There was much resentment expressed in some newspapers about the expense and the “farce” of keeping up a guard of soldiers at Garfield’s grave and eventually the guard was withdrawn July 1, 1886. With this event, as well as the finishing of Garfield’s permanent tomb, a story emerged about some genuine bodysnatching: 

When Secretary Endicott ordered the guard removed from Garfield’s tomb the family and friends of the dead President were alarmed. Detectives informed them that an organized band of body snatchers had plotted to desecrate the sepulchre. It was finally decided to remove the remains to an obscure vault in another corner of the cemetery. This was accomplished in darkness by a party of four chosen friends. Pittsburg [PA] Dispatch 19 February 1890: p. 1 

The article goes on to describe how four prominent Cleveland business men, friends of the Garfield family, got a key to the holding vault, got Garfield’s immensely heavy coffin out of its sarcophagus, and carried it in complete darkness to an obscure vault in a little-visited section of the cemetery. Then they resealed the sarcophagus, locked the door, and went home, sworn to secrecy. Apparently one of the men hurt himself so badly in carrying the heavy coffin that he never really recovered. The article goes on to describe how people paid their respects at an empty sarcophagus, little knowing of the “necessary deception.”

* Collected material *
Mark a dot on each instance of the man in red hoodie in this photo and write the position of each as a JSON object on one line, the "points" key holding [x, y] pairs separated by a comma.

* Description of the task *
According to the extract on Garfield's grave, why were the late President's remains moved to an obscure vault in another corner of the cemetery? Reply in one to three sentences.

* Answer to this task *
After Secretary Endicott ordered the guard removed from Garfield's tomb, detectives told the family and friends that an organized band of body snatchers had plotted to desecrate the sepulchre. Alarmed by this, they decided to move the remains to an obscure vault.